» YOUR TASK: Please state how far beyond the tip of the loader the mounted plow sticks out, according to the snow plow thread.

***** PROVIDED TEXT

# Mounting a 8.5' snow plow on a Ford Skiploader



## Diesel_brad (Sep 20, 2010)

Some of you may not be familiar with the term skip loader. It is Backhoe with no hoe, just a front end loader.

Ok, now with that said. I have a Ford 260c(60hp 4wd). I am "just" a homeowner but I do my drive and 2 neighbors. I have been doing the 3 drives with my 04 Ford ranger with a 7.4 western uni-mount and it works well. But I am putting a 4 cyl cummins in the ranger in the springs and it will be too much for the front suspension w the plow and the diesel. So the plow is going.

Now back to the reason for the thread..

I have made a skid steer quick attach on the from of my 260c(just like bobcat). I have a "snow" bucket, rock bucket, and a set of forks. This year I have started on adapting an old Wester hard-mount 8.5 to a quick attach plate. I actual have it all mounted. BUT I am not liking how far it sticks out. it is almost 4' beyond the tip of the loader. I would like to bring it closer to the machine But I am not quite sure how.

Also I have a chain mounted so the blade can float, but for back dragging(In front of 4 garages) I would like some way to have down pressure...Suggestions there as well?

**********
***** INFORMATION GIVEN

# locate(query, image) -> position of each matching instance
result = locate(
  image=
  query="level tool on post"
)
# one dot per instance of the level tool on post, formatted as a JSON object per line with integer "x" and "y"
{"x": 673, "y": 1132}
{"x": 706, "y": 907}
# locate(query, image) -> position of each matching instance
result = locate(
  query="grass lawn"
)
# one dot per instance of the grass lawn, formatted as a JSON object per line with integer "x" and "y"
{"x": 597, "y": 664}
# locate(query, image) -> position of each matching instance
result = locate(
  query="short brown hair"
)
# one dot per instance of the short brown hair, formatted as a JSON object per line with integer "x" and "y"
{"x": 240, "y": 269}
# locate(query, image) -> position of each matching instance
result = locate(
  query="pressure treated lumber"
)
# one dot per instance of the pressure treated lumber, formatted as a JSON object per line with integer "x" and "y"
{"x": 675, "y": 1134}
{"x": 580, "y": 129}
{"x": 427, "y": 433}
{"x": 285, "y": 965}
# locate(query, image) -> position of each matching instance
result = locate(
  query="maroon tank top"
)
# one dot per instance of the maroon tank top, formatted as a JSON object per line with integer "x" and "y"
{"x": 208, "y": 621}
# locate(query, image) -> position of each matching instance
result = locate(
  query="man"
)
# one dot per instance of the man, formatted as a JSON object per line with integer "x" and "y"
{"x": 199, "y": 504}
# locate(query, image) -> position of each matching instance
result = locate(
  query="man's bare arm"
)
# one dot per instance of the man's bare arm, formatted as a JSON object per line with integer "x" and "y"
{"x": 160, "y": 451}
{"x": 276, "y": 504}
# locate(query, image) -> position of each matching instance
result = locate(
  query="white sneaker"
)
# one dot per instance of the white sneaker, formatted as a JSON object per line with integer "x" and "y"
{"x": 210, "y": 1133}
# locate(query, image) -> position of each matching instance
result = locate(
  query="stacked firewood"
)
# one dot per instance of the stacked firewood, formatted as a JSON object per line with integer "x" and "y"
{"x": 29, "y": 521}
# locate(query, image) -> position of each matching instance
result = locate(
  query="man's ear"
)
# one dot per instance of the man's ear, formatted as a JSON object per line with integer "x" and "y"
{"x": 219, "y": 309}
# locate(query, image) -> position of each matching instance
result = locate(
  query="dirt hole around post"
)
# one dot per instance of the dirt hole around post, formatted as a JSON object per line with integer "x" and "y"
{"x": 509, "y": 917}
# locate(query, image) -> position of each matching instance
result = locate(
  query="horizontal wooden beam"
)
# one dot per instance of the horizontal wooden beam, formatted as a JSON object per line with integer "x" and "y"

**********

» TASK ANSWER: Almost 4 feet.